- Job: In the text about chunking files with ZipToGzThread instances, what is the default rows_to_read value set in snowflake_credentials.py?

- Selected text:
[Start]

Now we loop through the number of iterations, passing in gradually increasing skip values until all rows are handled. For each ZipToGzThread instance created, the skip variable is increased by whatever the rows_to_read value is set to in your snowflake_credentials.py file (the default is 1 million).

if filetype == 'zip':
    for i in range(1, iterations+1):
        file_chunk_threads.append(ZipToGzThread(i, skip, rows_to_read, 
                                                                    filename, header,
                                                                    dtypes, staging_filepath,
                                                                    zipname=zipname))
        skip += rows_to_read
else:
    for i in range(1, iterations+1):
        file_chunk_threads.append(ZipToGzThread(i, skip, rows_to_read, 
                                                                    filename, header,
                                                                    dtypes, staging_filepath,
                                                                    zipname=None))
        skip += rows_to_read

From here, we start each thread and join them so the program will not continue until each thread is finished running. This Stack Overflow post was helpful to me when trying to wrap my head around how the .join() method works.

for fc_thread in file_chunk_threads:
    fc_thread.start()
 
for fc_thread in file_chunk_threads:
    fc_thread.join()

The same list creation and thread starting process is done for all the staging files after they are in the local staging folder (previous step):

staging_files = []
 
for root, dirs, files in os.walk(f"{staging_filepath}/."):
    for f in files:
        staging_files.append(f)
    
put_statements = []
 
for staging_file in staging_files:
    put_statements.append(f'''
                     PUT file://{staging_filepath}/{staging_file} @%{table_name}
                     SOURCE_COMPRESSION = GZIP
                     PARALLEL = 20
                     AUTO_COMPRESS = FALSE''')

[End]

- Dataset extract:
[Start]

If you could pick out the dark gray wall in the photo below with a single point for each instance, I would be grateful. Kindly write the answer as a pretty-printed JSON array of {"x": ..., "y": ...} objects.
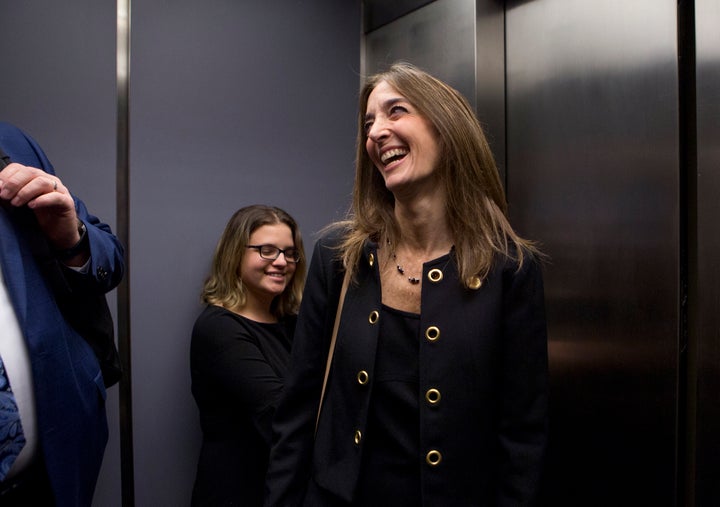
[{"x": 231, "y": 103}]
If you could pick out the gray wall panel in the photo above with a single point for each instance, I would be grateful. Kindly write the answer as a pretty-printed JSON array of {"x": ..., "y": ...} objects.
[
  {"x": 232, "y": 103},
  {"x": 592, "y": 137}
]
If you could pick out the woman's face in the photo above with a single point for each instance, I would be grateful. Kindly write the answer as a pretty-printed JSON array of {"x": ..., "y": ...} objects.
[
  {"x": 264, "y": 279},
  {"x": 402, "y": 144}
]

[End]

- Solution for this exercise: 1 million